# WHAT THIS TASK INVOLVES
Could you print the lines below exactly, from the one holding "the man's nose" through the last line, with no other output?

[Stored items]
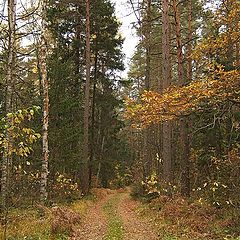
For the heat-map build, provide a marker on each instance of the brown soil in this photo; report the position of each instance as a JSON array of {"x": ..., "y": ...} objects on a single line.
[
  {"x": 94, "y": 225},
  {"x": 136, "y": 228}
]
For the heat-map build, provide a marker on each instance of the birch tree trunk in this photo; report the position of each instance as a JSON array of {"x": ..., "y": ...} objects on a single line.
[
  {"x": 10, "y": 81},
  {"x": 184, "y": 141},
  {"x": 166, "y": 76},
  {"x": 45, "y": 87},
  {"x": 86, "y": 153}
]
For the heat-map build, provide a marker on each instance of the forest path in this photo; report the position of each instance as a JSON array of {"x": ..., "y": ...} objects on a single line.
[{"x": 115, "y": 217}]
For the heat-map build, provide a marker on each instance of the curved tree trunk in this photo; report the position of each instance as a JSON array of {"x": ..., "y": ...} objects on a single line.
[
  {"x": 166, "y": 76},
  {"x": 45, "y": 87},
  {"x": 86, "y": 153},
  {"x": 10, "y": 81}
]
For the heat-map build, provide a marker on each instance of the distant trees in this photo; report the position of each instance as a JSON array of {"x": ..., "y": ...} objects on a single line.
[
  {"x": 51, "y": 55},
  {"x": 203, "y": 84}
]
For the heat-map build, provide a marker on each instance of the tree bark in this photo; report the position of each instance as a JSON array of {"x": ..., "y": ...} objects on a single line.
[
  {"x": 85, "y": 166},
  {"x": 45, "y": 87},
  {"x": 10, "y": 81},
  {"x": 166, "y": 76},
  {"x": 184, "y": 141}
]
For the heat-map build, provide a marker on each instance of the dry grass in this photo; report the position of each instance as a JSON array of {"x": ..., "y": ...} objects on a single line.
[
  {"x": 55, "y": 223},
  {"x": 180, "y": 220},
  {"x": 23, "y": 223}
]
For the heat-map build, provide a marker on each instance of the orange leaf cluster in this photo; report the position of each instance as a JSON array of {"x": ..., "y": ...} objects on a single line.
[{"x": 181, "y": 101}]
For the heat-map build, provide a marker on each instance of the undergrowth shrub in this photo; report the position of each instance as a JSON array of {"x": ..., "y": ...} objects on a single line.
[{"x": 63, "y": 221}]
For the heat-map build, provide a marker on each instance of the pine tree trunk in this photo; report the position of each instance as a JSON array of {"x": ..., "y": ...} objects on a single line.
[
  {"x": 45, "y": 87},
  {"x": 10, "y": 81},
  {"x": 184, "y": 142},
  {"x": 166, "y": 76},
  {"x": 85, "y": 166},
  {"x": 189, "y": 46}
]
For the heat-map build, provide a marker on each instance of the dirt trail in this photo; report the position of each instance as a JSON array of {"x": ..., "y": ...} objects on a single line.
[
  {"x": 95, "y": 225},
  {"x": 135, "y": 227}
]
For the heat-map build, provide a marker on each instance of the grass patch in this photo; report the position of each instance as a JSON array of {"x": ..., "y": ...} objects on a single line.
[
  {"x": 29, "y": 224},
  {"x": 115, "y": 228},
  {"x": 178, "y": 219}
]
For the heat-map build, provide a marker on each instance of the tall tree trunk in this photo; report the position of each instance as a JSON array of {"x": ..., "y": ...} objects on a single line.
[
  {"x": 10, "y": 81},
  {"x": 147, "y": 136},
  {"x": 92, "y": 144},
  {"x": 166, "y": 76},
  {"x": 45, "y": 87},
  {"x": 85, "y": 166},
  {"x": 184, "y": 142},
  {"x": 189, "y": 45}
]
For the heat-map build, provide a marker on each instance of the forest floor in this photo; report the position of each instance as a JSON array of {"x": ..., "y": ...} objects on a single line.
[{"x": 114, "y": 217}]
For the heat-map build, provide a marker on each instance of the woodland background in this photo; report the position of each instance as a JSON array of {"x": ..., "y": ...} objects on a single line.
[{"x": 69, "y": 122}]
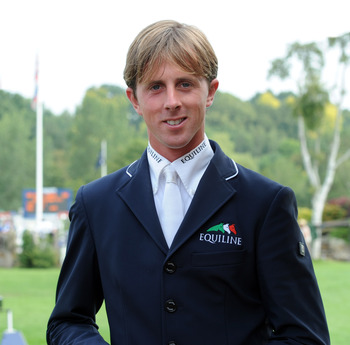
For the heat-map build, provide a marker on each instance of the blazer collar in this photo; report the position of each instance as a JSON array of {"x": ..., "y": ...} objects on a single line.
[{"x": 213, "y": 191}]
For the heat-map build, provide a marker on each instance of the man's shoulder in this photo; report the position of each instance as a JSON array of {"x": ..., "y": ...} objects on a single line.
[{"x": 110, "y": 182}]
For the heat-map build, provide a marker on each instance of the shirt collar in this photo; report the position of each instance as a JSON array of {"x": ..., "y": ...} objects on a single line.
[{"x": 190, "y": 167}]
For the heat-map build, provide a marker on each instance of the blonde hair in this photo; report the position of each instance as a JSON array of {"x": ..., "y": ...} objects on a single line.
[{"x": 169, "y": 41}]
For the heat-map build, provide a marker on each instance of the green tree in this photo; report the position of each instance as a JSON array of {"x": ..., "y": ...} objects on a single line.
[{"x": 309, "y": 109}]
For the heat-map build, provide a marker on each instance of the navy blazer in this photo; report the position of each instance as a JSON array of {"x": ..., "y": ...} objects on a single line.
[{"x": 238, "y": 271}]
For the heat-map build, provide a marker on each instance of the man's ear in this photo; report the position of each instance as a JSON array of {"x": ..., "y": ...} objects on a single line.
[
  {"x": 213, "y": 86},
  {"x": 133, "y": 99}
]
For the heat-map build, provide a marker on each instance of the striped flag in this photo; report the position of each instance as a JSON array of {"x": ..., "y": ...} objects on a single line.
[{"x": 36, "y": 80}]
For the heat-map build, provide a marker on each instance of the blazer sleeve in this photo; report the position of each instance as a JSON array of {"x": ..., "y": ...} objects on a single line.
[
  {"x": 287, "y": 280},
  {"x": 79, "y": 294}
]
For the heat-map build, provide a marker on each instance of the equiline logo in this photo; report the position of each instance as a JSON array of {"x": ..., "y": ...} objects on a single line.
[{"x": 221, "y": 233}]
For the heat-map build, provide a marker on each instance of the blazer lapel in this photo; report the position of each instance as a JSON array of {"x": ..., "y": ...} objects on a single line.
[
  {"x": 213, "y": 191},
  {"x": 138, "y": 195}
]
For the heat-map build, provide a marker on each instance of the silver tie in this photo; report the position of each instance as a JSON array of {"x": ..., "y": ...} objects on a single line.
[{"x": 172, "y": 205}]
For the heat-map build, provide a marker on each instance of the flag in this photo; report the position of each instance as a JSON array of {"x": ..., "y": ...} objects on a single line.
[{"x": 36, "y": 81}]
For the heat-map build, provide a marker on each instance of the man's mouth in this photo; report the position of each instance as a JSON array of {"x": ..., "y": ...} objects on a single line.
[{"x": 175, "y": 122}]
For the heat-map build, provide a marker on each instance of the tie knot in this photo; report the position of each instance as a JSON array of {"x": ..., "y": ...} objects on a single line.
[{"x": 170, "y": 174}]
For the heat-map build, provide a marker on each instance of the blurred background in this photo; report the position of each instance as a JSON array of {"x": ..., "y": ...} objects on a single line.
[{"x": 283, "y": 109}]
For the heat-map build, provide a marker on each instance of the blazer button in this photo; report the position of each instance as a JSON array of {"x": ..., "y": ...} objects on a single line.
[
  {"x": 170, "y": 306},
  {"x": 170, "y": 267}
]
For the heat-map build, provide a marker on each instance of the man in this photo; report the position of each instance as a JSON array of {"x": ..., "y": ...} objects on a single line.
[{"x": 233, "y": 270}]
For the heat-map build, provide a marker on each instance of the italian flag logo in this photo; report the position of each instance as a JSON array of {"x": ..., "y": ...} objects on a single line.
[{"x": 222, "y": 227}]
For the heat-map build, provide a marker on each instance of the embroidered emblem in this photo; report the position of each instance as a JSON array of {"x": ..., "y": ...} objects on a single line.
[
  {"x": 224, "y": 228},
  {"x": 221, "y": 233}
]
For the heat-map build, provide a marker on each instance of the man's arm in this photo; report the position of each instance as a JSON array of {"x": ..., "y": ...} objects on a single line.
[
  {"x": 288, "y": 284},
  {"x": 79, "y": 293}
]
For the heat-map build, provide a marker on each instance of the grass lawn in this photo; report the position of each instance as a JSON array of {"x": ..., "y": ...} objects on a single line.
[{"x": 30, "y": 293}]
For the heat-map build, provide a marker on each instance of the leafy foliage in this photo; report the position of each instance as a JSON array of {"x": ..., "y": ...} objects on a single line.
[{"x": 260, "y": 134}]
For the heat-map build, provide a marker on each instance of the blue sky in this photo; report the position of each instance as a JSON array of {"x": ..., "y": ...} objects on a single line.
[{"x": 84, "y": 43}]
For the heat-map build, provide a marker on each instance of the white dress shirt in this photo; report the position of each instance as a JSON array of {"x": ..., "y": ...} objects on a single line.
[{"x": 190, "y": 168}]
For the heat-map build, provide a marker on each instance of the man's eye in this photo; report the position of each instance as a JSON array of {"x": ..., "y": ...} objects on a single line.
[
  {"x": 185, "y": 84},
  {"x": 155, "y": 87}
]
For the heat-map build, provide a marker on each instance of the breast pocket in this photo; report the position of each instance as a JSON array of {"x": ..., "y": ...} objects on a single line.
[{"x": 231, "y": 258}]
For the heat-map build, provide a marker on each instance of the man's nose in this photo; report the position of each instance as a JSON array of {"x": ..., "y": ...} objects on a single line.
[{"x": 172, "y": 101}]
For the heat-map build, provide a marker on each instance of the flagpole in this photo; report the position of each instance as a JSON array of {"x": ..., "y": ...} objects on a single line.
[
  {"x": 103, "y": 158},
  {"x": 39, "y": 156}
]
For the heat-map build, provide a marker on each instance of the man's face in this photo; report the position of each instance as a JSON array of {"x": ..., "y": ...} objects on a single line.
[{"x": 173, "y": 104}]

# RESULT BELOW
For the heat-map build, provide a marker on each instance of the man's nose in this photo; report the position of each instance as a JSON array of {"x": ..., "y": ...} objects on a single line.
[{"x": 172, "y": 101}]
For the heat-map build, provide a marker on each instance of the flagpole in this photo; report the position of each instance as a JSON array of {"x": ..., "y": ...} objects on a single line.
[
  {"x": 103, "y": 158},
  {"x": 39, "y": 156}
]
For the heat-map build, provide a marker on each instance of the man's face in this photo; report the position of each instance as a JSON array of {"x": ..., "y": ...} objects on a single line.
[{"x": 173, "y": 104}]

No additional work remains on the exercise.